RECORDS SHOWN:

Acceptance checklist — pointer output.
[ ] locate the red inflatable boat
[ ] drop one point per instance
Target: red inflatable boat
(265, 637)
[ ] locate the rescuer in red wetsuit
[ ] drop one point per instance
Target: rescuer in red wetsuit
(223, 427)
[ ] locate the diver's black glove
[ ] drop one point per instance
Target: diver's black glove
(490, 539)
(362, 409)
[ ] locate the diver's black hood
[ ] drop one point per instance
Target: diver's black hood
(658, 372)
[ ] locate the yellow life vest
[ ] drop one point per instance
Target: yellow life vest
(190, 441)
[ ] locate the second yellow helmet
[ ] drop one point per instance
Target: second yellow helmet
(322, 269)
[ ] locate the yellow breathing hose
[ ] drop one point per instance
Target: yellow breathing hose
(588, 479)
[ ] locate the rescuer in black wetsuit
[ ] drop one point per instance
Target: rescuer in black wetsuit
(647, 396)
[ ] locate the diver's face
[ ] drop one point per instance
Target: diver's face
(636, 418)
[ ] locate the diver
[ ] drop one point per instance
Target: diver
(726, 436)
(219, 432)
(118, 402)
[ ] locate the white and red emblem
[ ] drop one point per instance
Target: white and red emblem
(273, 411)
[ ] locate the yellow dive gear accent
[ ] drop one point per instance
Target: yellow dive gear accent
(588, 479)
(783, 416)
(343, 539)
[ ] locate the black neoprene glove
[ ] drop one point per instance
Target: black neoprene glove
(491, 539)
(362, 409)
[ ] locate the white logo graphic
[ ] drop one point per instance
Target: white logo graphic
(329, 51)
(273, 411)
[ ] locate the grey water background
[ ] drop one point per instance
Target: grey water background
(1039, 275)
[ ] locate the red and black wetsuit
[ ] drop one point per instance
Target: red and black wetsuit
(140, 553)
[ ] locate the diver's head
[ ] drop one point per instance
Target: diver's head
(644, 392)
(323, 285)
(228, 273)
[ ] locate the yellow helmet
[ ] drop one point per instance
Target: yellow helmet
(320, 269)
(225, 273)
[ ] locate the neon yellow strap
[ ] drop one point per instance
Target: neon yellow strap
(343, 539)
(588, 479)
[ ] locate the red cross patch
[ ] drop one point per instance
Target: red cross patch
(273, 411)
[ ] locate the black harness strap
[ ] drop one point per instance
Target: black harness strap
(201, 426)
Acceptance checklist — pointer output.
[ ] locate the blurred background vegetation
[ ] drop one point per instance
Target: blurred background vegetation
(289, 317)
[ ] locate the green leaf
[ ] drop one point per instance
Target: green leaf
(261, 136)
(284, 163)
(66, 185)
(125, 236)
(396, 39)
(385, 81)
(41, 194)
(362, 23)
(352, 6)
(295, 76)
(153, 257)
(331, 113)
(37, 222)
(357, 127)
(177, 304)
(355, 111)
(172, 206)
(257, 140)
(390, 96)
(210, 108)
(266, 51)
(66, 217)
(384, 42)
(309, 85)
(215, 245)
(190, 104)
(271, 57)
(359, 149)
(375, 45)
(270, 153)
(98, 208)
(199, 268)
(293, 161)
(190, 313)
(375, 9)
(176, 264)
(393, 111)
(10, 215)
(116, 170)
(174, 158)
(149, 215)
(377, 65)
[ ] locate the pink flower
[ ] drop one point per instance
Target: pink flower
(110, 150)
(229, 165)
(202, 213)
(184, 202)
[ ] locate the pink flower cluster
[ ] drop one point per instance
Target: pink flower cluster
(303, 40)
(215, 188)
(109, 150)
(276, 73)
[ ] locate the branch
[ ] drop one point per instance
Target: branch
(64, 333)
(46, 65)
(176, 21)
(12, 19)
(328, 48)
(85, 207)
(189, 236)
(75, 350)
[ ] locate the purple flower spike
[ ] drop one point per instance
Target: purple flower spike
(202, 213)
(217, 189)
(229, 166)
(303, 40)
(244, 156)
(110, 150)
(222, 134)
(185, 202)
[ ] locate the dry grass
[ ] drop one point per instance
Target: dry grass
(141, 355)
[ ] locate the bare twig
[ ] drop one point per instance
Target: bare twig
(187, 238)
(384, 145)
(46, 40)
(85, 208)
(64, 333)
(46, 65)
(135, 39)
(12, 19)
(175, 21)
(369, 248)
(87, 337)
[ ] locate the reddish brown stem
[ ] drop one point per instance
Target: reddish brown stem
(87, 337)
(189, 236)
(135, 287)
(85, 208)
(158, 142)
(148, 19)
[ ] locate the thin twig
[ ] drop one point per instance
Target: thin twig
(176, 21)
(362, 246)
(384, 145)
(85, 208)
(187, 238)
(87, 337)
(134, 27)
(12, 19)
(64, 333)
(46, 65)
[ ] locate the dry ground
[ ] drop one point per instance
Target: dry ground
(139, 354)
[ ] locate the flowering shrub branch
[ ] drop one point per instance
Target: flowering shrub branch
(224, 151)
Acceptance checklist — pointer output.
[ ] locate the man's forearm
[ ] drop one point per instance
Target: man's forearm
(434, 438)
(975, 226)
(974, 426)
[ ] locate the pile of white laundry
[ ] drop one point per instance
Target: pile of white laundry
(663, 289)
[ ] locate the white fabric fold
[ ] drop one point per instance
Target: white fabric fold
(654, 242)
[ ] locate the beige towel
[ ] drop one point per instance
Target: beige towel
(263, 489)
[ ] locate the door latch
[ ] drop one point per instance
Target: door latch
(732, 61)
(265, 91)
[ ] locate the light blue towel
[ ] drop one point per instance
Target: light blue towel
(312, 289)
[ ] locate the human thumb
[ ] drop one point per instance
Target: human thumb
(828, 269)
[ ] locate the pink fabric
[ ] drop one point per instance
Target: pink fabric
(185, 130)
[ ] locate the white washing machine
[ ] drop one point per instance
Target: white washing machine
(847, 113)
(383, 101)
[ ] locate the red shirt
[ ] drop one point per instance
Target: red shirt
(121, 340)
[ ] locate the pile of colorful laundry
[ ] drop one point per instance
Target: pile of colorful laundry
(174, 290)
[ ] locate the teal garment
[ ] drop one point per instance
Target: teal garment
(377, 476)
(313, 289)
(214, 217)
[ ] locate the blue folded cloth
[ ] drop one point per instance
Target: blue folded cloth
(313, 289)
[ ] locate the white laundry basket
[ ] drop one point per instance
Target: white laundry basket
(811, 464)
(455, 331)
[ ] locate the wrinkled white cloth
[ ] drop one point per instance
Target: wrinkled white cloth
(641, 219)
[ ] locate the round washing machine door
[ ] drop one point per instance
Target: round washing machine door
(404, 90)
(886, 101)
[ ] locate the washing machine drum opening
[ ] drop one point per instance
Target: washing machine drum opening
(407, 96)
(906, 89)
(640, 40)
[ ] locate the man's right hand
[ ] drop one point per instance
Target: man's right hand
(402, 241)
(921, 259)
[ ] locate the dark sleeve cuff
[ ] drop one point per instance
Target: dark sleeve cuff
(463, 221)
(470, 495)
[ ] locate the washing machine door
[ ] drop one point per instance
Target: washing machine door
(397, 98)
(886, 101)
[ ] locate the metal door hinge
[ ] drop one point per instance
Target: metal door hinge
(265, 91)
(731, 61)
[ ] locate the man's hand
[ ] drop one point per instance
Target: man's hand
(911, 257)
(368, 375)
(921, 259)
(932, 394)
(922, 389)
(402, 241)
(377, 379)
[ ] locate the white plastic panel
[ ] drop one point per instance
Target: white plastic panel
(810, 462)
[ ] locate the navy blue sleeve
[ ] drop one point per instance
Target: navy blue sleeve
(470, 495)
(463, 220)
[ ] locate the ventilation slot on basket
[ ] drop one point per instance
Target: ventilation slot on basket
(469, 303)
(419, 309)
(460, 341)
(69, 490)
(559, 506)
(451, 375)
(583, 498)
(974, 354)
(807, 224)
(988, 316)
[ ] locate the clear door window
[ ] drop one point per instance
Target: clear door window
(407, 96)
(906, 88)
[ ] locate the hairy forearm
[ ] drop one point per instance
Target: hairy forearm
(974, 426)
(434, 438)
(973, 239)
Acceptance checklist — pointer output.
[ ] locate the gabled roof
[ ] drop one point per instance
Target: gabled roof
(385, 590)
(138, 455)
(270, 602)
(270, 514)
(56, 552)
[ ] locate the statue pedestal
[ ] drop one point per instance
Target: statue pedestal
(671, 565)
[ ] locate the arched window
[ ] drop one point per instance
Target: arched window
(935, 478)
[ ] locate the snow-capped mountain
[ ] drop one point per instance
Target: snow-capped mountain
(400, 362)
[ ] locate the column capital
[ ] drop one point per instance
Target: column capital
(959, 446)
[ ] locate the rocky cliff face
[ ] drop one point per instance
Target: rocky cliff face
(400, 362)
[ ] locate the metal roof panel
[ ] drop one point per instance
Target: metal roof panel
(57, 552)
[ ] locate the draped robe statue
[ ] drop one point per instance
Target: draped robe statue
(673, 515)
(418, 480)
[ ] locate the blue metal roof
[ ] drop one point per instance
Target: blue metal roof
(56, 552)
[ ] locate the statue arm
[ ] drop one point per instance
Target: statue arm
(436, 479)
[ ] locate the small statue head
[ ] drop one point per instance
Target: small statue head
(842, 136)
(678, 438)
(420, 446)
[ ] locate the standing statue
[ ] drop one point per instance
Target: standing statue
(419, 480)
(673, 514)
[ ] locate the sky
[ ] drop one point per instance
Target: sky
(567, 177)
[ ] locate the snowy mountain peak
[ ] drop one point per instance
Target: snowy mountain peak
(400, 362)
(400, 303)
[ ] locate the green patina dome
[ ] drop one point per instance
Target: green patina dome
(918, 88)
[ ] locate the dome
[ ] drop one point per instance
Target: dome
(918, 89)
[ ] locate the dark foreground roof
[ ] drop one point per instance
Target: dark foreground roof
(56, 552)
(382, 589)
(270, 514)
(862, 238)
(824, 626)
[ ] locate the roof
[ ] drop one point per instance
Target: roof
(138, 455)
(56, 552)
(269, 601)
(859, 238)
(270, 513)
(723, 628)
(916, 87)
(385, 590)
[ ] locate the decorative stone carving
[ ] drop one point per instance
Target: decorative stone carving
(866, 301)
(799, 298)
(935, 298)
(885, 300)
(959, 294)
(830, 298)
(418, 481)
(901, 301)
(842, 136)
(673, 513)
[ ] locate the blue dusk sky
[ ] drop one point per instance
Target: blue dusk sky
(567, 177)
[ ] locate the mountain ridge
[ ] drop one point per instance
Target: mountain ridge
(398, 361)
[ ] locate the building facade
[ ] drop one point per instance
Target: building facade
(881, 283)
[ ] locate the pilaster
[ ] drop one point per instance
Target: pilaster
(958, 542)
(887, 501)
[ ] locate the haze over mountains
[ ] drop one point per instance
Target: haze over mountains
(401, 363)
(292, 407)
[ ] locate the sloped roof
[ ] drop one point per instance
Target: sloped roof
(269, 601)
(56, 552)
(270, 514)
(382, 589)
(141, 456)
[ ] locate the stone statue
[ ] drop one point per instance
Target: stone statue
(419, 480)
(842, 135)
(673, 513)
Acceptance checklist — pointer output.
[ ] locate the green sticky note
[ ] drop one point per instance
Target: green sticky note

SHORT TASK:
Repeat exactly the lines from the one containing "[ ] locate the mountain ridge" through the last line of the records above, both included, and nothing else.

FINISHED EXERCISE:
[ ] locate the mountain ridge
[ ] drop one point per instance
Target: mountain ridge
(398, 361)
[ ] locate the building facade
[ ] drop one point per instance
Target: building facade
(881, 283)
[ ] locate the pilaster
[ ] drop one point per instance
Target: pilaster
(958, 542)
(887, 501)
[ ] locate the haze over mountains
[ ] drop one point per instance
Target: haze over mountains
(401, 363)
(292, 407)
[ ] locate the sloped roof
[ ] drop one point per instance
Target: sloped roof
(269, 601)
(56, 552)
(270, 514)
(382, 589)
(141, 456)
[ ] locate the stone statue
[ ] drop one point per instance
Target: stone statue
(419, 480)
(842, 135)
(673, 513)
Acceptance checklist — pointer output.
[ ] locate the green sticky note
[ ] drop one point per instance
Target: green sticky note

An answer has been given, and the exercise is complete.